Data taken from a collection
____________

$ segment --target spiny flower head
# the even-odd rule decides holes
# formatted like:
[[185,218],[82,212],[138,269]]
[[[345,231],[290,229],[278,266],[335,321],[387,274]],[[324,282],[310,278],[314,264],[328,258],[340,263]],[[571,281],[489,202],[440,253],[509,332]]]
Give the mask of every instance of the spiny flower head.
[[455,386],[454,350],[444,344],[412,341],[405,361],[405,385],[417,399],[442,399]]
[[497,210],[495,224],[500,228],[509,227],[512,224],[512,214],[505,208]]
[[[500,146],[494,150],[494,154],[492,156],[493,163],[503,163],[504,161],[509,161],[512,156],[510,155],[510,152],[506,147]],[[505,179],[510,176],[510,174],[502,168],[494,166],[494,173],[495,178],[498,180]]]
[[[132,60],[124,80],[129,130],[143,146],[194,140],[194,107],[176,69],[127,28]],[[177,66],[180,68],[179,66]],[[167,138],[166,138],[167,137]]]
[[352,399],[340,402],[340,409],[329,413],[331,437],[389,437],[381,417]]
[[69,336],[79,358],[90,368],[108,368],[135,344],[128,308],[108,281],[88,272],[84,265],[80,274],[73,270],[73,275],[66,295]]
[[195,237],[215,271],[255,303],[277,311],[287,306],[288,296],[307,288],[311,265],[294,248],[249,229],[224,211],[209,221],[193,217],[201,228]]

____________

* Instructions for the task *
Copy every one of these records line for line, changing nothing.

* Exercise result *
$ segment --target spiny flower head
# the even-odd rule decides holes
# formatted like:
[[185,218],[82,212],[138,269]]
[[[345,231],[290,229],[278,266],[335,321],[387,274]],[[324,282],[310,278],[314,264],[328,258],[340,263]],[[571,281],[489,202],[440,253],[509,332]]]
Give the mask of every instance of the spiny flower head.
[[455,386],[454,350],[444,344],[412,341],[405,361],[405,385],[417,399],[442,399]]
[[497,210],[495,224],[500,228],[509,227],[512,224],[512,214],[505,208]]
[[[500,146],[494,150],[494,154],[492,156],[493,163],[503,163],[504,161],[509,161],[512,156],[510,155],[510,152],[506,147]],[[505,179],[510,176],[510,174],[502,168],[494,166],[494,173],[495,178],[498,180]]]
[[[132,60],[124,80],[129,130],[143,146],[194,140],[194,107],[176,69],[127,28]],[[177,66],[180,68],[179,66]],[[167,138],[166,138],[167,137]]]
[[352,399],[340,402],[340,409],[329,413],[331,437],[389,437],[381,417]]
[[69,336],[79,358],[90,368],[108,368],[135,344],[128,308],[108,281],[88,272],[84,265],[80,274],[73,270],[73,275],[66,295]]
[[195,237],[215,271],[255,303],[277,311],[287,306],[288,296],[307,288],[311,265],[294,248],[249,229],[224,211],[209,221],[193,217],[201,228]]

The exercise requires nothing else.